(Study text)
Mimma-3-12b: A Multimodal Gemma 3 Model
Mimma-3-12b, developed by pankajmathur, is a multimodal vision-language model built upon the Gemma 3 architecture. This model is designed to process both text and image inputs, generating text outputs. It is part of the Gemma 3 family, which are lightweight, open models from Google, leveraging the same research and technology as the Gemini models.
Key Capabilities
- Multimodal Input: Accepts text strings and images (normalized to 896x896 resolution, encoded to 256 tokens each).
- Large Context Window: Features a substantial 128K token context window, enabling processing of extensive inputs.
- Multilingual Support: Trained on data including content in over 140 languages.
- Diverse Task Performance: Well-suited for text generation and image understanding tasks such as question answering, summarization, and reasoning.
- Optimized for Resources: Its relatively smaller size makes it deployable in environments with limited resources, like laptops or desktops.
Training and Performance
The underlying Gemma 3 12B model was trained on 12 trillion tokens, encompassing web documents, code, mathematics, and images. It demonstrates strong performance across various benchmarks, including reasoning (e.g., 84.2 on HellaSwag), STEM and code (e.g., 74.5 on MMLU, 71.0 on GSM8K), and multimodal tasks (e.g., 111 on COCOcap, 82.3 on DocVQA).
Good for
- Content Creation: Generating creative text formats, marketing copy, or email drafts.
- Conversational AI: Powering chatbots and virtual assistants.
- Text Summarization: Creating concise summaries of documents or research papers.
- Image Data Extraction: Interpreting and summarizing visual data for text communications.
- Research and Education: Serving as a foundation for VLM and NLP research, language learning tools, and knowledge exploration.

(Raw data)
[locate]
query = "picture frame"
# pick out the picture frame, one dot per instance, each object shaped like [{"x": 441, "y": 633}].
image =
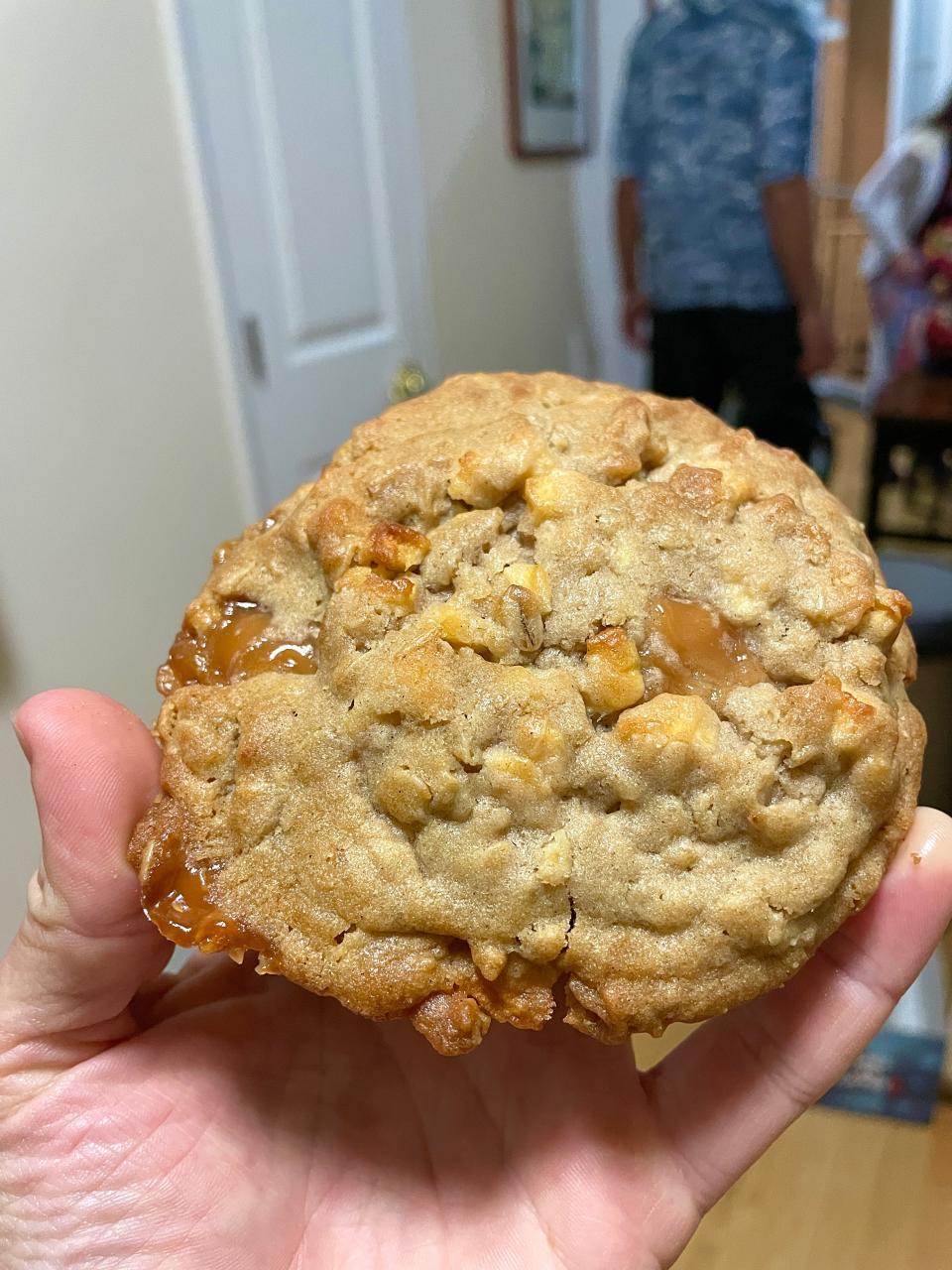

(Activity list)
a) List every benchmark named in the Mimma-3-12b model card together with the score given for it.
b) What reason does the Mimma-3-12b model card give for the model being deployable on laptops or desktops? Answer in one to three sentences.
c) Please copy out the stretch of the Mimma-3-12b model card from "- Text Summarization: Creating" through "for text communications.".

(Outputs by task)
a)
- HellaSwag: 84.2
- MMLU: 74.5
- GSM8K: 71.0
- COCOcap: 111
- DocVQA: 82.3

b) The model card attributes this to the model's relatively smaller size. That size makes it deployable in environments with limited resources, such as laptops or desktops.

c)
- Text Summarization: Creating concise summaries of documents or research papers.
- Image Data Extraction: Interpreting and summarizing visual data for text communications.